- [EXERCISE BRIEF]: Reproduce the data below line for line, with no changes.

- [RECORD EXTRACTS]:
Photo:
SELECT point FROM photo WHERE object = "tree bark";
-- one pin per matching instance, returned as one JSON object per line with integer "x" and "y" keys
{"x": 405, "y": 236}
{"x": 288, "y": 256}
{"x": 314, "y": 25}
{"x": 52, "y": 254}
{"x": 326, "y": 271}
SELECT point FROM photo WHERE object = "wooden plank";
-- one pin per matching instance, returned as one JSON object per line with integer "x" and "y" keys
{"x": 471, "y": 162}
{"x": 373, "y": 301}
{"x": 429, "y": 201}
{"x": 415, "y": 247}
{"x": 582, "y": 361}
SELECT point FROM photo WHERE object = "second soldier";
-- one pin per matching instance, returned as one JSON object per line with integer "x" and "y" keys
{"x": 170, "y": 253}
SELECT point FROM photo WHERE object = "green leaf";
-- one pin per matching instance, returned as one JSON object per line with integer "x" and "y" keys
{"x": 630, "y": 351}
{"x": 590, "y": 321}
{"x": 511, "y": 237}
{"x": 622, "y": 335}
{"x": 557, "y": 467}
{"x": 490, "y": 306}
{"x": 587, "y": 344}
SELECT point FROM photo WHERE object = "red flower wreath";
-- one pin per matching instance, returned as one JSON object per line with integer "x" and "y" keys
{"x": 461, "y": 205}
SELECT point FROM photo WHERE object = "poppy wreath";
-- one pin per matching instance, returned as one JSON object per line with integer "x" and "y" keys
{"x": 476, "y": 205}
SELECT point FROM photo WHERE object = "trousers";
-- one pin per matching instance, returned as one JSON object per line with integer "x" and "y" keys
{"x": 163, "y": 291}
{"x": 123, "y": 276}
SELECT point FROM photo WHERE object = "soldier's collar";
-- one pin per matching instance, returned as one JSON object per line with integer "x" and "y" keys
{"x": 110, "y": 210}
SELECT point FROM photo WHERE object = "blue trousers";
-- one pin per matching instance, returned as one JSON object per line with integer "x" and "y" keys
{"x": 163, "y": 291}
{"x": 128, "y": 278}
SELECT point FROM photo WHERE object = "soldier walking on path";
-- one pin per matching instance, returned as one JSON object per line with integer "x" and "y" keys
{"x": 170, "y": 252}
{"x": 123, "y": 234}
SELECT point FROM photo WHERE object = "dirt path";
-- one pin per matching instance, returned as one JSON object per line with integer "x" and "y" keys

- [RESPONSE]:
Photo:
SELECT point FROM photo WHERE object = "tree bark";
-- one pin per matching instance, returned as one JSON object per line with integer "x" and "y" keys
{"x": 405, "y": 236}
{"x": 288, "y": 256}
{"x": 314, "y": 25}
{"x": 52, "y": 254}
{"x": 326, "y": 271}
SELECT point FROM photo WHERE object = "wooden plank";
-- one pin per matching instance, returned as one JSON object per line with integer "x" and "y" keys
{"x": 471, "y": 162}
{"x": 373, "y": 301}
{"x": 429, "y": 201}
{"x": 415, "y": 247}
{"x": 582, "y": 361}
SELECT point FROM photo WHERE object = "second soldier";
-- one pin per matching instance, returned as one JSON object per line with integer "x" and "y" keys
{"x": 170, "y": 253}
SELECT point FROM photo WHERE object = "green leaf";
-- one pin per matching instance, returned as one JSON object per line with integer "x" and "y" keys
{"x": 630, "y": 351}
{"x": 590, "y": 321}
{"x": 511, "y": 237}
{"x": 622, "y": 335}
{"x": 557, "y": 467}
{"x": 490, "y": 306}
{"x": 587, "y": 344}
SELECT point FROM photo WHERE object = "red flower wreath";
-- one pin per matching instance, returned as one JSON object per line with integer "x" and "y" keys
{"x": 461, "y": 205}
SELECT point FROM photo WHERE object = "poppy wreath";
-- one pin per matching instance, returned as one JSON object per line with integer "x" and "y" keys
{"x": 476, "y": 205}
SELECT point FROM photo WHERE object = "trousers";
-- one pin per matching instance, returned as one JSON object per line with integer "x" and "y" keys
{"x": 163, "y": 291}
{"x": 123, "y": 276}
SELECT point FROM photo WHERE object = "soldier's collar";
-- one pin per matching instance, returned as one JSON object per line with integer "x" and "y" keys
{"x": 110, "y": 210}
SELECT point FROM photo WHERE object = "blue trousers";
-- one pin per matching instance, returned as one JSON object per line with integer "x" and "y" keys
{"x": 163, "y": 291}
{"x": 128, "y": 278}
SELECT point FROM photo WHERE object = "soldier walking on path";
-- one pin per matching instance, returned as one JSON object per line with integer "x" and "y" keys
{"x": 170, "y": 252}
{"x": 123, "y": 234}
SELECT point FROM photo WHERE object = "dirt path";
-- one pin per matching instance, returned as one JSON object per line with integer "x" and "y" keys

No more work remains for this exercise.